EXERCISE:
Retype, word for word, the lines of the records below from the one containing "of the grey" through the end of the records, inclusive.
-- start of DATA EXCERPTS --
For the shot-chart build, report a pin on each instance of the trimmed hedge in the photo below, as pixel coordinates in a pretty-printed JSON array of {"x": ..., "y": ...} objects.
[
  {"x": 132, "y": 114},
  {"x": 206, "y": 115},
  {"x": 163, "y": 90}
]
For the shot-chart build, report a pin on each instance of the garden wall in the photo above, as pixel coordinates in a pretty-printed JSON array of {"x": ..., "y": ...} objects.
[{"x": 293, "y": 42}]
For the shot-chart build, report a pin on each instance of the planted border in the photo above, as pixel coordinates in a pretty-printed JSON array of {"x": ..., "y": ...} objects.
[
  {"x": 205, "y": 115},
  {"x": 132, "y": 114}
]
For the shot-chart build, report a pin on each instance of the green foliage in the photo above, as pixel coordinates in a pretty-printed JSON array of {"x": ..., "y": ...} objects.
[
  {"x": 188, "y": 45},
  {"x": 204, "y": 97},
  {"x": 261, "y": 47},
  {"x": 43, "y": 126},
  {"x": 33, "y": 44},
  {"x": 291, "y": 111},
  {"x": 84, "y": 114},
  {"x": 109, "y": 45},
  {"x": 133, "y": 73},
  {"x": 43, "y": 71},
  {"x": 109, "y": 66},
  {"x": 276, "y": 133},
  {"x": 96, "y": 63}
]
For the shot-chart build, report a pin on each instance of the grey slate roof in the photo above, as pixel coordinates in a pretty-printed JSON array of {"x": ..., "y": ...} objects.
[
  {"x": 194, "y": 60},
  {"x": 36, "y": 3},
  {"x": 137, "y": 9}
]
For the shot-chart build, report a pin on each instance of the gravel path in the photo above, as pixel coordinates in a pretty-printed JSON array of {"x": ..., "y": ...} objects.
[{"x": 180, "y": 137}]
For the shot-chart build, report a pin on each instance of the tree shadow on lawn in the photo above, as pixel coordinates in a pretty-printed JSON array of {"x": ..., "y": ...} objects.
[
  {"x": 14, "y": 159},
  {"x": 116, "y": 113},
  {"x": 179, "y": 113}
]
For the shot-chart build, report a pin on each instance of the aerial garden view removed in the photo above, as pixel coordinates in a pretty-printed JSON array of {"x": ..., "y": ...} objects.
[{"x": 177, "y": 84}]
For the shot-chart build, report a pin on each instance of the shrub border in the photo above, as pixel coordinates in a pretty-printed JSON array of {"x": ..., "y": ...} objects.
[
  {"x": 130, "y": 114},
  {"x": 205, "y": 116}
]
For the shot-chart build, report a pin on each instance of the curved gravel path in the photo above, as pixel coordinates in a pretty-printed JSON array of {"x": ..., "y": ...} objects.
-- end of DATA EXCERPTS --
FULL SOLUTION:
For the shot-chart build, report a pin on each instance of the grey slate roof in the photo above, as pixel coordinates in a pretty-printed JSON array of {"x": ..., "y": ...} objects.
[
  {"x": 194, "y": 60},
  {"x": 36, "y": 3},
  {"x": 137, "y": 9}
]
For the shot-chart build, report a pin on each instance of the gravel path in the photo above, as pixel coordinates in a pretty-printed JSON array of {"x": ..., "y": ...} objects.
[{"x": 180, "y": 137}]
For the shot-chart build, report a pin on each instance of the tree shadow on lawn in the photo above, as pixel coordinates in a pretty-printed JSON array of {"x": ..., "y": ...} objects.
[
  {"x": 14, "y": 159},
  {"x": 116, "y": 113},
  {"x": 179, "y": 113}
]
For the shot-chart build, report a pin on each instance of the aerial garden view removed in the photo above, as pixel coordinates in a pretty-printed JSON array of {"x": ..., "y": ...} objects.
[{"x": 177, "y": 84}]
For the shot-chart build, report a pin on each instance of the shrub border in the photo above, as pixel coordinates in a pretty-printed JSON array of {"x": ..., "y": ...} objects.
[
  {"x": 130, "y": 114},
  {"x": 205, "y": 116}
]
For the shot-chart build, report a pin on each instance of the curved gravel path in the photo above, as pixel coordinates in a pretty-printed JSON array of {"x": ..., "y": ...} objects.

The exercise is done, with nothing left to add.